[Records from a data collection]
****

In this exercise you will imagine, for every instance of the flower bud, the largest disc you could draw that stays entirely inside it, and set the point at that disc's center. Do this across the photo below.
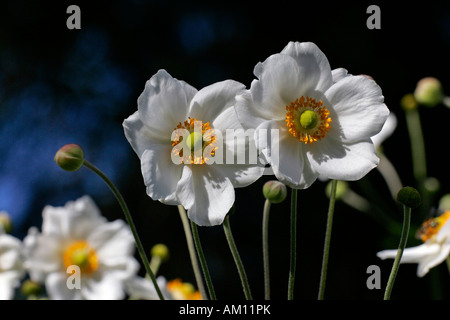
(160, 250)
(429, 92)
(410, 197)
(70, 157)
(274, 191)
(408, 102)
(5, 222)
(31, 288)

****

Quote the text of all the records above word for word, leaving the pictures out of your answer.

▶ [FINAL RESULT]:
In this exercise you will imagine, for every instance of the flower bud, the largest disc you could draw that stays entirely inside it, and set the point at that disc's center. Do this across the photo below.
(160, 250)
(429, 92)
(410, 197)
(70, 157)
(274, 191)
(408, 102)
(5, 222)
(31, 288)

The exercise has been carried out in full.